━━━━━ Article ━━━━━

In Figure 6.1(b), we compare the performance of our single-precision split-complex kernels to hand-tuned code from Mercury [Cico et al., 2006], Chow [Chow, 2008], and the IBM SDK FFT library [IBM, 2008] as measured in [Chow, 2008]. The maximum performance achieved by our single precision generated code is currently slower (0.73x–0.85x) than Mercury, although our code achieves its performance peak for smaller sizes. Our code is faster by a factor of 1.06x–1.6x when compared to Chow’s library, and 1.83x–3x faster than IBM’s SDK.
6.2.2 Clusters

In Figure 6.2(a), we show the performance of SPIRAL generated code and that of FFTW running on a single PE on the Axon. Although SPIRAL generated code performs better than FFTW for in-cache sizes (less than size $2^{17}$), these are largely irrelevant for comparisons with large parallelized FFTs, because large FFTs primarily use large, out-of-cache local FFTs.

In Figure 6.2(b), we show the performance of SPIRAL generated code and FFTW on a single PE of the Cray XT4. Performance for the Cray XT5 is similar.

6.3 Latency Optimized Distributed DFTs

We present the performance of our latency optimized distributed on each platform. In this section, we only consider problem sizes that fit within the combined local memories of the PEs.

6.3.1 Cell

Parallel DFT across multiple SPEs, data in local stores. Figure 6.3(a) and (b) display the performance of our generated parallel, multi-SPE DFT kernels, with data resident in the local stores. These kernels use single-SPE vectorized kernels as building blocks. We generate and evaluate code for two standard data distributions: Figure 6.3(a) shows results for the standard block distribution (i.e., data is cut into $p$ contiguous blocks for $p$ SPEs). Figure 6.3(b) shows results for data in the block cyclic format, i.e., data is distributed across the SPEs’ local stores in a round-
robin fashion using a suitable block size. We achieve close to 80 Gflop/s for a $2^{15}$-point DFT across 8 SPEs using a block cyclic format, and about 53 Gflop/s for a $2^{14}$-point DFT with a standard distributed format. The block cyclic data distribution requires less communication, and thus achieves better performance compared to the standard distribution.

━━━━━ Data excerpt ━━━━━

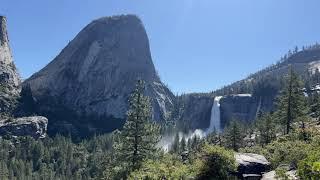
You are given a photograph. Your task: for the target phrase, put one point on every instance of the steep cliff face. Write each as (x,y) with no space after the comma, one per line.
(9,77)
(87,86)
(241,107)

━━━━━

• Work instructions:
a) Quote the FFT performance text word for word, everything from "6.2.2 Clusters" down to "of the PEs.".
b) In the FFT performance text, how much faster than IBM's SDK is the single-precision generated code?

• Expected responses:
a)
6.2.2 Clusters

In Figure 6.2(a), we show the performance of SPIRAL generated code and that of FFTW running on a single PE on the Axon. Although SPIRAL generated code performs better than FFTW for in-cache sizes (less than size $2^{17}$), these are largely irrelevant for comparisons with large parallelized FFTs, because large FFTs primarily use large, out-of-cache local FFTs.

In Figure 6.2(b), we show the performance of SPIRAL generated code and FFTW on a single PE of the Cray XT4. Performance for the Cray XT5 is similar.

6.3 Latency Optimized Distributed DFTs

We present the performance of our latency optimized distributed on each platform. In this section, we only consider problem sizes that fit within the combined local memories of the PEs.

b) 1.83x–3x faster.